Thursday, April 14, 2011

Final Arguments End

In the Vancouver Sun, Daphne Bramham sums up the final day's arguments.  She writes:

If Canada's polygamy law is upheld, the court must clearly define the practise and spell out what polygamists must do to comply with the law, the lawyer for the Fundamentalist Church of Jesus Christ of Latter Day Saints said Wednesday.

Robert Wickett noted that when special prosecutor Richard Peck recommended a constitutional reference case to determine whether the law is valid, he did so because he believed that the fundamentalist Mormons in Bountiful needed fair notice that the status quo had changed.

In 1992, the B.C. government declined to prosecute two men from Bountiful because it had legal opinions suggesting that the polygamy law breached the constitutional guarantee of religious freedom and possibly the guarantees of freedom of association and expression.

══════

Exercise task: Return the stretch of the polygamy-law text from "In 1992, the" through "association and expression.", word for word. The material that follows has no connection to the text above.

Listing:
══════

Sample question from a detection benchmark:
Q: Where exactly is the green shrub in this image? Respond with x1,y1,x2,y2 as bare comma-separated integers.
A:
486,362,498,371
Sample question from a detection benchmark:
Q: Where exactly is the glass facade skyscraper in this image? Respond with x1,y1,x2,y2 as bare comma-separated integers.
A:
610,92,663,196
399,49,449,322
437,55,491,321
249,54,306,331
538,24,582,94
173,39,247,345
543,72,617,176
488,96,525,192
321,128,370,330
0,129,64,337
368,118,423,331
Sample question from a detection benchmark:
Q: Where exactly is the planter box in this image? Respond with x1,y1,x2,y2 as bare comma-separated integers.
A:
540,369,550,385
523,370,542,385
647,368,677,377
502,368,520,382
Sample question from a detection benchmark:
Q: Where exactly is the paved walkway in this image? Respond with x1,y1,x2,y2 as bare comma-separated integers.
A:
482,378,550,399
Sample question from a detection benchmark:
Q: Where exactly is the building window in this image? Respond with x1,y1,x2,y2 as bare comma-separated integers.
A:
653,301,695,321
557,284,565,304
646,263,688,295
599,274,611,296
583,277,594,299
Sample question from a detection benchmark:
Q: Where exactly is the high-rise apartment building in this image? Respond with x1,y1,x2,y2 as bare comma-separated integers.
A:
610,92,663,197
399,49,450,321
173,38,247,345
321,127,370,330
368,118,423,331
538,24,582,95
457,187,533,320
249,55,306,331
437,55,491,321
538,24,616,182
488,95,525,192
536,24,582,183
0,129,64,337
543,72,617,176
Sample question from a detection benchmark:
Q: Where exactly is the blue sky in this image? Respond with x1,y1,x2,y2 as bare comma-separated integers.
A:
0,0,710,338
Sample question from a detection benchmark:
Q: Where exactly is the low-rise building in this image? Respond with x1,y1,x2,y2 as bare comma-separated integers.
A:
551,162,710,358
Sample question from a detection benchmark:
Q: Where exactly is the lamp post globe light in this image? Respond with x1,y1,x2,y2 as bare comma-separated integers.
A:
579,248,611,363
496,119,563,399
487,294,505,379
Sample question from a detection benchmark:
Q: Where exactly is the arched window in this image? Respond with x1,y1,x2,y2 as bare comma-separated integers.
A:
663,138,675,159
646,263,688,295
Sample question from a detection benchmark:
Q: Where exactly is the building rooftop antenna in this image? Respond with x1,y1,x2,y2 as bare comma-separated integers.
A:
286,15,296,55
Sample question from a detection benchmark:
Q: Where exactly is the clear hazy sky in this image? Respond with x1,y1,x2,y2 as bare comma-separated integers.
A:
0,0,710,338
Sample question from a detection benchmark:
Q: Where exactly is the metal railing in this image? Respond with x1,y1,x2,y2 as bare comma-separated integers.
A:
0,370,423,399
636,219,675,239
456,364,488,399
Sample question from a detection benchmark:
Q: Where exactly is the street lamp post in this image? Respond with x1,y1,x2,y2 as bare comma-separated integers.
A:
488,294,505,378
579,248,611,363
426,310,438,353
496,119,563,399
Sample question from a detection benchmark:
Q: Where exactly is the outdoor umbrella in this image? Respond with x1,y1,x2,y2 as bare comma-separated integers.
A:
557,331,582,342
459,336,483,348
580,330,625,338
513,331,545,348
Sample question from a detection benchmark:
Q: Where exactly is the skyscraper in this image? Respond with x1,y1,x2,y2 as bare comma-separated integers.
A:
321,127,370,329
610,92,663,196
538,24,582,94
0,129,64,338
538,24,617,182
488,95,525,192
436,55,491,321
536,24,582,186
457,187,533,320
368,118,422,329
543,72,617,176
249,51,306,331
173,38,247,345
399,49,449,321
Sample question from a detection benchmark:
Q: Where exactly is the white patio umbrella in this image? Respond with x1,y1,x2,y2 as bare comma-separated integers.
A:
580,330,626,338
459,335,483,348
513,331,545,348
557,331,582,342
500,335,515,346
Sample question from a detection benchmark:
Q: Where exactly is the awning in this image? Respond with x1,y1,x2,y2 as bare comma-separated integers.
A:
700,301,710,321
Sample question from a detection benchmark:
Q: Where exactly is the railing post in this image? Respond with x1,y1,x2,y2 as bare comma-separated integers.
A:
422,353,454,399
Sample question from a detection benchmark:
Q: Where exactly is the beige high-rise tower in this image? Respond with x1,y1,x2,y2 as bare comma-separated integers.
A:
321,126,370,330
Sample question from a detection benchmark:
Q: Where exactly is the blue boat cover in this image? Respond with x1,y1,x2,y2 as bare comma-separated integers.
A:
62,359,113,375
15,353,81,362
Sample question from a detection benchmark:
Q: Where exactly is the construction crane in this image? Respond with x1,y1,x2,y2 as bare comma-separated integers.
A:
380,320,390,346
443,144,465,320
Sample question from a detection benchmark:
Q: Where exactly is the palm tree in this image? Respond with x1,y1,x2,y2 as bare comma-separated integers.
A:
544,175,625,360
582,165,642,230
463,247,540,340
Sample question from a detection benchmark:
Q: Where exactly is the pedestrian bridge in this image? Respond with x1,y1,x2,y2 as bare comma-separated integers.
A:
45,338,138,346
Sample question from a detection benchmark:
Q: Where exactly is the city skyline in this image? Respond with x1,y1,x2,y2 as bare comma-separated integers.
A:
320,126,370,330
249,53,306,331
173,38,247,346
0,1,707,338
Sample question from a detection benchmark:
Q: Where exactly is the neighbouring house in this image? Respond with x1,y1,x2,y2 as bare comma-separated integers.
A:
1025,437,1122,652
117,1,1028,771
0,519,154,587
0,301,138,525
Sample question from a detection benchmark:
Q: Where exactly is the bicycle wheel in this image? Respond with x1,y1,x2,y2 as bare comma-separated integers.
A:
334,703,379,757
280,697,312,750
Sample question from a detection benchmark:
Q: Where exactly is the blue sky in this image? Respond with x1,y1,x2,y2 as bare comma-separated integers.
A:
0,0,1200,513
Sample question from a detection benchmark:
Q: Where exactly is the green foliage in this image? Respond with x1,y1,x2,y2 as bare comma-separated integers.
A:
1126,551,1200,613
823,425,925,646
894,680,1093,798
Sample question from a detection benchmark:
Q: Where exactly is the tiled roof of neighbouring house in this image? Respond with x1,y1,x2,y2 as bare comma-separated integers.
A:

══════

Reply to the task:
In 1992, the B.C. government declined to prosecute two men from Bountiful because it had legal opinions suggesting that the polygamy law breached the constitutional guarantee of religious freedom and possibly the guarantees of freedom of association and expression.